Location labeling records
━━━━━━━━

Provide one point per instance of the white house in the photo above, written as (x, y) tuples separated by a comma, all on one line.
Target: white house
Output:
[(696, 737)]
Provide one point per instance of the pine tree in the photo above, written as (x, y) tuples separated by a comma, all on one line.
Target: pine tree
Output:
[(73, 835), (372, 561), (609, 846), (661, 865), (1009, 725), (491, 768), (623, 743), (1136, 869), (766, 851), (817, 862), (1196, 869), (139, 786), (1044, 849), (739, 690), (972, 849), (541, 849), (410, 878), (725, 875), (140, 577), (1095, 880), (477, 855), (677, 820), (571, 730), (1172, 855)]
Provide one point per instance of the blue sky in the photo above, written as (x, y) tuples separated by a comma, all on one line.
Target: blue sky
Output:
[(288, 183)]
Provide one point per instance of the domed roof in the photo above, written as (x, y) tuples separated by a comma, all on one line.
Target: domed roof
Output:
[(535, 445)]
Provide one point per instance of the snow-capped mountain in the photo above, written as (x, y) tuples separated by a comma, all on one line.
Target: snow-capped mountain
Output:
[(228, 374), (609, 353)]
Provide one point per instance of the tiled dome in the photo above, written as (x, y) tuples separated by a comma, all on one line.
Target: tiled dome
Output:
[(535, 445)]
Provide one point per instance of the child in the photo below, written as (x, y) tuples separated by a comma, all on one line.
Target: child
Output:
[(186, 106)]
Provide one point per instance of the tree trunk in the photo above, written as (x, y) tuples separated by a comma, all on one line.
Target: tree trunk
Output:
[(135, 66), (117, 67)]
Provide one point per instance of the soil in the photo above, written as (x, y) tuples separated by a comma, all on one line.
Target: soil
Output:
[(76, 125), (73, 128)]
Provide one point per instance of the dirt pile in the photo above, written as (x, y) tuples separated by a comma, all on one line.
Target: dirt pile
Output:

━━━━━━━━

#### [WHAT THE TASK REQUIRES]
Recast every line of the items above as a Markdown table with two columns, "Row" for the row number and "Line" for the line itself, omitting any blank lines.

#### [RESPONSE]
| Row | Line |
|---|---|
| 1 | Provide one point per instance of the white house in the photo above, written as (x, y) tuples separated by a comma, all on one line. |
| 2 | Target: white house |
| 3 | Output: |
| 4 | [(696, 737)] |
| 5 | Provide one point per instance of the pine tree in the photo above, written as (x, y) tuples separated by a comma, all on one line. |
| 6 | Target: pine tree |
| 7 | Output: |
| 8 | [(73, 835), (372, 561), (609, 846), (661, 865), (1009, 725), (491, 768), (623, 743), (1136, 869), (766, 851), (817, 862), (1196, 869), (139, 786), (1044, 849), (739, 690), (972, 849), (541, 849), (410, 878), (725, 875), (140, 577), (1095, 880), (477, 855), (677, 820), (571, 730), (1172, 855)] |
| 9 | Provide one point per instance of the blue sky in the photo above, written as (x, y) tuples separated by a comma, all on one line. |
| 10 | Target: blue sky |
| 11 | Output: |
| 12 | [(288, 183)] |
| 13 | Provide one point per instance of the domed roof in the photo above, written as (x, y) tuples separated by a comma, all on one line. |
| 14 | Target: domed roof |
| 15 | Output: |
| 16 | [(535, 445)] |
| 17 | Provide one point per instance of the snow-capped mountain in the photo above, written as (x, y) tuples separated by a comma, all on one line. |
| 18 | Target: snow-capped mountain |
| 19 | Output: |
| 20 | [(228, 374), (609, 353)] |
| 21 | Provide one point per instance of the tiled dome in the photo above, written as (x, y) tuples separated by a comma, all on one line. |
| 22 | Target: tiled dome |
| 23 | Output: |
| 24 | [(535, 445)] |
| 25 | Provide one point per instance of the child in the photo below, written as (x, y) tuples separated by a comma, all on one line. |
| 26 | Target: child |
| 27 | Output: |
| 28 | [(186, 106)] |
| 29 | Provide one point per instance of the tree trunk in the photo above, written as (x, y) tuples separated by a comma, all on one line. |
| 30 | Target: tree trunk |
| 31 | Output: |
| 32 | [(135, 66), (117, 67)] |
| 33 | Provide one point per instance of the soil in the photo above, written as (x, y) tuples separated by a comma, all on one line. |
| 34 | Target: soil |
| 35 | Output: |
| 36 | [(76, 125), (73, 128)] |
| 37 | Provide one point per instance of the dirt pile in the photo above, written as (x, y) tuples separated by a comma, all on one line. |
| 38 | Target: dirt pile |
| 39 | Output: |